The numerous conspiracy theories surrounding this week’s royal photograph can quickly be dismissed. No, the presence of a green-leaved bush in the background do not indicate that the photograph was taken months ago. After a mild winter, gardens in southern England are brimming with such foliage. Nor has the Princess’ face been lifted from the cover of an eight year old issue of Vogue. This is a case of cock-up rather than conspiracy, and one which has been committed with the best of intentions. It is a case of the royal family trying to behave like any other family: taking their own snaps. Had they hired a professional photographer to produce a perfect image they would have been criticised for aloofness – in the same way that the Duke and Duchess of Sussex are frequently attacked for their slick PR operation.


What this week’s events do reveal, however, is that the public does not appreciate being misled, even in a minor, innocuous-seeming fashion. Photographs which are seen to have been manipulated arouse particular suspicion given the problem of deepfake images and videos produced by artificial intelligence. The Prince and Princess of Wales may be forgiven for failing to foresee the fallout from a crudely-photoshopped image, but the press operation at Kensington Palace ought to have been smarter and prevented the dissemination of the image.

The irony is that there was no need for the Palace to have been defensive over rumours about the Princess of Wales’s health. The royal press office had not tried to cover up her operation in January; it had released all the information which needed to be known: that the Princess had undergone abdominal surgery for a serious condition and would not be appearing in public for some weeks as she recuperated. The public did not need to be fed further details, which quite rightly lie within the royal family’s private realm. Nor did the Princess need to be presented to the public in order to convince us that she is still alive, because no-one was seriously suggesting that she wasn’t. There is no reason, either, to believe that her recovery is not going according to plan: the original press release announcing the Princess’ condition clearly stated that she would be unlikely to return to official duties until after Easter. The tittle-tattle could quite happily have been left where it belongs, in the bowels of the internet.

--- How to complete this task ---
Repeat word for word the part of the opinion piece on the royal photograph from "What this week’s" up to and including "of the image.".

Referring expression pointing data:
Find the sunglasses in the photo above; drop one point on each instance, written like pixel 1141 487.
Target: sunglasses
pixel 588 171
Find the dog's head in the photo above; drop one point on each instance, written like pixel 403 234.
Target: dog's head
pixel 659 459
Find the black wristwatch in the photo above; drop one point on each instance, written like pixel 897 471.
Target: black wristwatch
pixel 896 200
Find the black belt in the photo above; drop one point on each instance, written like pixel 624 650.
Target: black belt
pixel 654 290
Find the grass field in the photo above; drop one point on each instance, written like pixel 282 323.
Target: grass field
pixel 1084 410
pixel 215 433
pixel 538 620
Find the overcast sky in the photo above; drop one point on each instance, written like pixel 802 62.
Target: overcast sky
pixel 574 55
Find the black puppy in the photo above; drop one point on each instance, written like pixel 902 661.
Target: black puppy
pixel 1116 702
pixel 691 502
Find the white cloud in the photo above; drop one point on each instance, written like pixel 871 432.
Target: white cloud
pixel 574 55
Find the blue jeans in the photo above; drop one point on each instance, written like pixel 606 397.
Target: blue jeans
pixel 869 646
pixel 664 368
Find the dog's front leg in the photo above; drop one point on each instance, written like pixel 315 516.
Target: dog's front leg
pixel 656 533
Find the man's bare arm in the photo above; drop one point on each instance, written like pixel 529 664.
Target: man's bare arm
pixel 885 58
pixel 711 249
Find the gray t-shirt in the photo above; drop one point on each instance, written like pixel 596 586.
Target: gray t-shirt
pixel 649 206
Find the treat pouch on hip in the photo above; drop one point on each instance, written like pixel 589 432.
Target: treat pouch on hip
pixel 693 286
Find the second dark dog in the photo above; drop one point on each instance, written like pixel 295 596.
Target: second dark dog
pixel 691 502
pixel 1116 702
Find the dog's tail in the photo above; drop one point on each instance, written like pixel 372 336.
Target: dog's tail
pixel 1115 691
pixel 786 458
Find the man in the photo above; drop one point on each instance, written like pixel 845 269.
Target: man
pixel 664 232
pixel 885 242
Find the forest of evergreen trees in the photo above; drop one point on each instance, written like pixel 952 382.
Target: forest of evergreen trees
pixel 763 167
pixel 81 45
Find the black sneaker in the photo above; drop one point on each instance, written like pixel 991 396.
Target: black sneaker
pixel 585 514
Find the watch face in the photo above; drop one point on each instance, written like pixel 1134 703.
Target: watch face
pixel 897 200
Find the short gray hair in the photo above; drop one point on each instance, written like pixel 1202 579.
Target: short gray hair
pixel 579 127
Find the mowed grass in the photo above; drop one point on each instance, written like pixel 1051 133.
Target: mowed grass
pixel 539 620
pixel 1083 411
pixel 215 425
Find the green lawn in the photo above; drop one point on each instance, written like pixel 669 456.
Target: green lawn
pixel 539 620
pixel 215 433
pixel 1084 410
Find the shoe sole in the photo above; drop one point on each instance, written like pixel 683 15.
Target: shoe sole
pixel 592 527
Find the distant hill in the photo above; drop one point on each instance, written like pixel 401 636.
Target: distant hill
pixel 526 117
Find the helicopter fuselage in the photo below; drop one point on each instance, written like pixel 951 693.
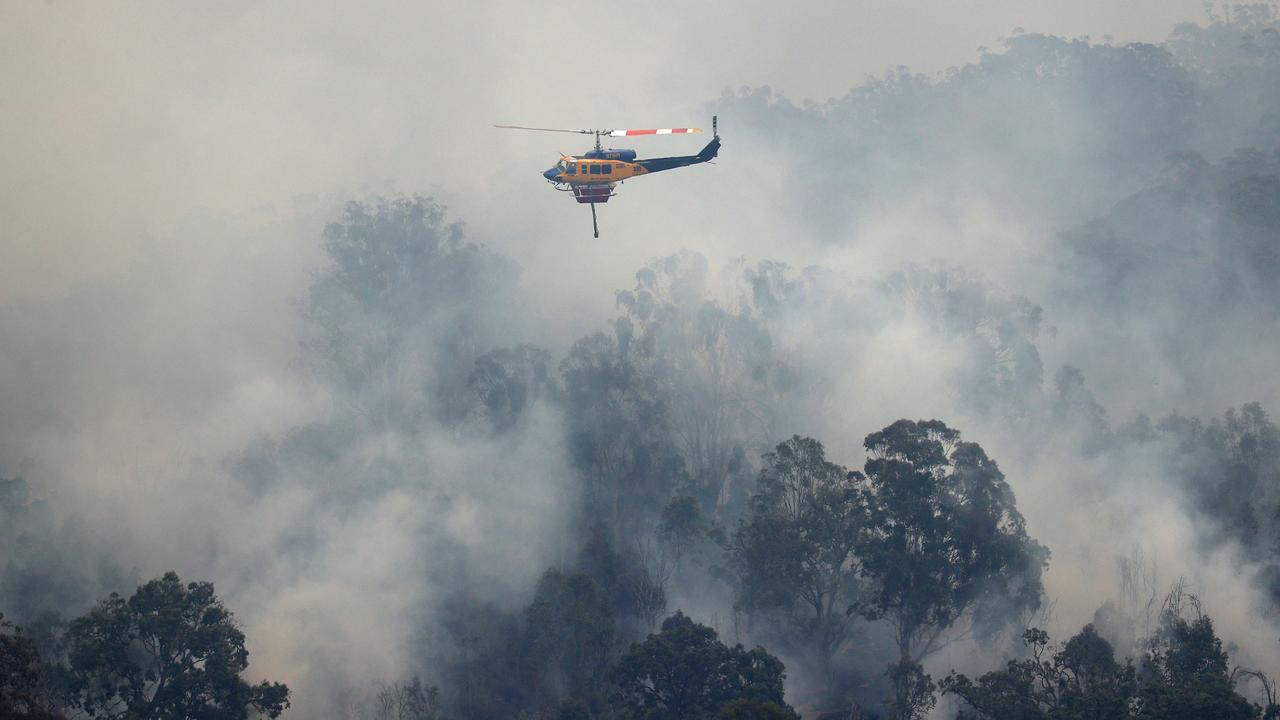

--- Result for this exercise ---
What this week’s events do reveal, however, is that the public does not appreciate being misled, even in a minor, innocuous-seeming fashion. Photographs which are seen to have been manipulated arouse particular suspicion given the problem of deepfake images and videos produced by artificial intelligence. The Prince and Princess of Wales may be forgiven for failing to foresee the fallout from a crudely-photoshopped image, but the press operation at Kensington Palace ought to have been smarter and prevented the dissemination of the image.